[Natural language region descriptions]
·····
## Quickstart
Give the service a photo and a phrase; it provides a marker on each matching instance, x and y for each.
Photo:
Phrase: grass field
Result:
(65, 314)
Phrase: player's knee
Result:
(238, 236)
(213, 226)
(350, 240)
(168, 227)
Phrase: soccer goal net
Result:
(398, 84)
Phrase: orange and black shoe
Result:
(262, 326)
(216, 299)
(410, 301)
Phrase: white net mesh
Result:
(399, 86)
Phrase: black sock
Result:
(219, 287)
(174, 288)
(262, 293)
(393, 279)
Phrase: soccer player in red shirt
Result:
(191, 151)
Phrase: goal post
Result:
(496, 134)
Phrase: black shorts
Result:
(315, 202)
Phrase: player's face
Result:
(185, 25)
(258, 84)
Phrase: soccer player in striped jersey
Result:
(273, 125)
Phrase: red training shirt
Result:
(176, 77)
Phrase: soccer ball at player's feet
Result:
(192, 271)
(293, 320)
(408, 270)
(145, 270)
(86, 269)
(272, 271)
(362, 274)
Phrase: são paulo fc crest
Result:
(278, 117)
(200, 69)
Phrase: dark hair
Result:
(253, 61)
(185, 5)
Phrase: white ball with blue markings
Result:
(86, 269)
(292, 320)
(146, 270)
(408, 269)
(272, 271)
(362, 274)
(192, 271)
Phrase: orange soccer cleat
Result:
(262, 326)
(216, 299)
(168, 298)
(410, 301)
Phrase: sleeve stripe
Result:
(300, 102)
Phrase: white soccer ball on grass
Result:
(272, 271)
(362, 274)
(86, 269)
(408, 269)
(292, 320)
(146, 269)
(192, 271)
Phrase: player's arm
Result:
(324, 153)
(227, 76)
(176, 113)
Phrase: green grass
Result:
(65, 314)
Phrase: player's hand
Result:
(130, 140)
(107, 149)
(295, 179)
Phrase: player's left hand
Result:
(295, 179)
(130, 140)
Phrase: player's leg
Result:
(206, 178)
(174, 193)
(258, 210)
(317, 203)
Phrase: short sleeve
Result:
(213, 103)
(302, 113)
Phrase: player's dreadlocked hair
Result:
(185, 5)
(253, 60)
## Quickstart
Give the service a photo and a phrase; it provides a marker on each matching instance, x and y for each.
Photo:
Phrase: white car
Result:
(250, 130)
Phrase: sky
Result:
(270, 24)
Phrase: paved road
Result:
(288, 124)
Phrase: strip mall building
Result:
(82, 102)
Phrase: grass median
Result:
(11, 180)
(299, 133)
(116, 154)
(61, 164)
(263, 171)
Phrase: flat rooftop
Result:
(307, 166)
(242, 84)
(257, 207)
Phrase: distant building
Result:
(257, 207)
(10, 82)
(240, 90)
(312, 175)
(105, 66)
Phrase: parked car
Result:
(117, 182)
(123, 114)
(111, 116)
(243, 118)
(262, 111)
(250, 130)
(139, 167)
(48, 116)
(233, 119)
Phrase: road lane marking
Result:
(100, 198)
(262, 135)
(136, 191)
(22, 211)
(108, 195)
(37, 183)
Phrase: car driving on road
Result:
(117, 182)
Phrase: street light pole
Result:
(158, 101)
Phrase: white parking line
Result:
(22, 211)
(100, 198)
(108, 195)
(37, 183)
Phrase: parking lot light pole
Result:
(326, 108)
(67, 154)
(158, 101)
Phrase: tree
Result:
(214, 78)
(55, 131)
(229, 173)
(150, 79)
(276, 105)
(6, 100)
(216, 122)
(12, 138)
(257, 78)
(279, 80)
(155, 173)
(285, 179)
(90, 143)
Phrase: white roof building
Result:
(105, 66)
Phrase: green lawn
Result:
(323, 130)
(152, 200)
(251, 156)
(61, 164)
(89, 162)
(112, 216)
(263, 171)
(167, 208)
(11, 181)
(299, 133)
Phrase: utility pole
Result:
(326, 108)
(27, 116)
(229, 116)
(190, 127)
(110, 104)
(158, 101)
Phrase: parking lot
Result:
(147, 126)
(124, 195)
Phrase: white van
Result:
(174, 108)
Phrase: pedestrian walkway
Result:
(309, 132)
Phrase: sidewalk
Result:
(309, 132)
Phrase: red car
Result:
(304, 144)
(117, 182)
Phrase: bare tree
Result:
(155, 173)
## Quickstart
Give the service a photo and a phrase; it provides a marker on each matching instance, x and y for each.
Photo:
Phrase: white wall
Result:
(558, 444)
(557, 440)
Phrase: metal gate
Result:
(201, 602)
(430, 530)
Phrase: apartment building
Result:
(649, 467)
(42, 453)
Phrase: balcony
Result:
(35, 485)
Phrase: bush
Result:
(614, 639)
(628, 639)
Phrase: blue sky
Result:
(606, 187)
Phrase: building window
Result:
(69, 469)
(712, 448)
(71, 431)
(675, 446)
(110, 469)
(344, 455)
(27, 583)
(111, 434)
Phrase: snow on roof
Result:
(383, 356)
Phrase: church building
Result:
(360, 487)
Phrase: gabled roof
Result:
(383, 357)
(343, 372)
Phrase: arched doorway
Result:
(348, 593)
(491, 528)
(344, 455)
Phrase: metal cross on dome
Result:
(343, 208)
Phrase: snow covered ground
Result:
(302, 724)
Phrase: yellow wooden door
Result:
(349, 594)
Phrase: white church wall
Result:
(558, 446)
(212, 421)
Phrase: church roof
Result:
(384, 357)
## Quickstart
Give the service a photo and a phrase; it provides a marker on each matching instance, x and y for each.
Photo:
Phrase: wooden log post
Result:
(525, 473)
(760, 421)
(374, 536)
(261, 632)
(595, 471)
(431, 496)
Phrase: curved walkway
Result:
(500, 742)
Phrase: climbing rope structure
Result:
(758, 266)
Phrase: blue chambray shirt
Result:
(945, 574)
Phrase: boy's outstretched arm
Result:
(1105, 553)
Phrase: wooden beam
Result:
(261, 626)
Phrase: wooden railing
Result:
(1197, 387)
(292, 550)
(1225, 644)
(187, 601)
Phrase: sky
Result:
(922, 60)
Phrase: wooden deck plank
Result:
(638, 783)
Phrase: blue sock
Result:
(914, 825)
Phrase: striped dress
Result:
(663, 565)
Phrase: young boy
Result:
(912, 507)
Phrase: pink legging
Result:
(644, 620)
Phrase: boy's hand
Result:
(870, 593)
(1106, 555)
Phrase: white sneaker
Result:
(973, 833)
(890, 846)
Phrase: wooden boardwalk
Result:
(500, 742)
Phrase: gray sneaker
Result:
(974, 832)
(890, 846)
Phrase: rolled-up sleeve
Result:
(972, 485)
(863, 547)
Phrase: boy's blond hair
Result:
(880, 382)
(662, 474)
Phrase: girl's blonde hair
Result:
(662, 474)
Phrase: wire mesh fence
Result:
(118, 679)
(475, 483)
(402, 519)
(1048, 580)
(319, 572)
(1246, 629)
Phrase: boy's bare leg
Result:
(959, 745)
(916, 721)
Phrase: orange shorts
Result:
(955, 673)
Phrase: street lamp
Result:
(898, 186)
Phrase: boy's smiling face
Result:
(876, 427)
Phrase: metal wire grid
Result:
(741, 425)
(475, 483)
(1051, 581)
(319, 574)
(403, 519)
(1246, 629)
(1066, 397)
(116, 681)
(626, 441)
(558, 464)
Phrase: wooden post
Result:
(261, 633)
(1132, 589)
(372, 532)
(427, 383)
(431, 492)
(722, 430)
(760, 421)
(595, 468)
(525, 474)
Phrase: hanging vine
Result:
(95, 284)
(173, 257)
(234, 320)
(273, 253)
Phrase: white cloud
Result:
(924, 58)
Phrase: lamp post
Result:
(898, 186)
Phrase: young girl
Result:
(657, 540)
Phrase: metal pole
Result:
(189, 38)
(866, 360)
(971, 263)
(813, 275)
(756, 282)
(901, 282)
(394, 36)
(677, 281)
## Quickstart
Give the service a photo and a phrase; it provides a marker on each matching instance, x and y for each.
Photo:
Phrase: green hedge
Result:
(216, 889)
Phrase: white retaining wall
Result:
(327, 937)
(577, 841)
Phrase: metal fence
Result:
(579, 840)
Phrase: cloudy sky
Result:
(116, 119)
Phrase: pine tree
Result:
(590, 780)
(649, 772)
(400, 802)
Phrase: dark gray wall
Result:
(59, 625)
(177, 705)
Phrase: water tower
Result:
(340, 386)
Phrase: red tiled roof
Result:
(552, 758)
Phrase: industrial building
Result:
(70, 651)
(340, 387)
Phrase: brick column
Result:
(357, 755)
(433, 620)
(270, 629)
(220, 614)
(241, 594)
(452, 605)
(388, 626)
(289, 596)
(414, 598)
·····
:: Exercise details ::
Extract, exactly, the lines above that begin at the line containing "Phrase: lamp post" and end at the final line of the records; add no other text.

:: Exercise answer ::
Phrase: lamp post
Result:
(898, 186)
Phrase: young girl
Result:
(657, 540)
Phrase: metal pole
Result:
(189, 38)
(866, 360)
(971, 263)
(813, 275)
(756, 282)
(901, 282)
(394, 36)
(677, 281)
## Quickstart
Give the service a photo and a phrase; it provides a marker on each matching instance, x and y for each.
Photo:
Phrase: green hedge
Result:
(216, 889)
Phrase: white retaining wall
Result:
(327, 937)
(577, 841)
Phrase: metal fence
Result:
(579, 840)
Phrase: cloudy sky
Result:
(116, 119)
Phrase: pine tree
Result:
(590, 780)
(649, 772)
(400, 802)
Phrase: dark gray wall
Result:
(59, 625)
(177, 705)
Phrase: water tower
Result:
(340, 386)
Phrase: red tiled roof
Result:
(552, 758)
Phrase: industrial building
Result:
(70, 651)
(340, 387)
Phrase: brick column
Result:
(357, 755)
(433, 620)
(270, 629)
(220, 614)
(241, 594)
(452, 605)
(388, 626)
(289, 596)
(414, 598)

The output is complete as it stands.